● Aim: Duplicate every one of the following records verbatim, line for line, with no changes.

--- start ---

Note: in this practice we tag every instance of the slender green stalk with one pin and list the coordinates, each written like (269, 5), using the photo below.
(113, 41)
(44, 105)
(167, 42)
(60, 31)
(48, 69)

--- end ---

● Written response:
Note: in this practice we tag every instance of the slender green stalk with one pin and list the coordinates, each written like (269, 5), using the photo below.
(113, 41)
(44, 105)
(167, 42)
(60, 31)
(48, 69)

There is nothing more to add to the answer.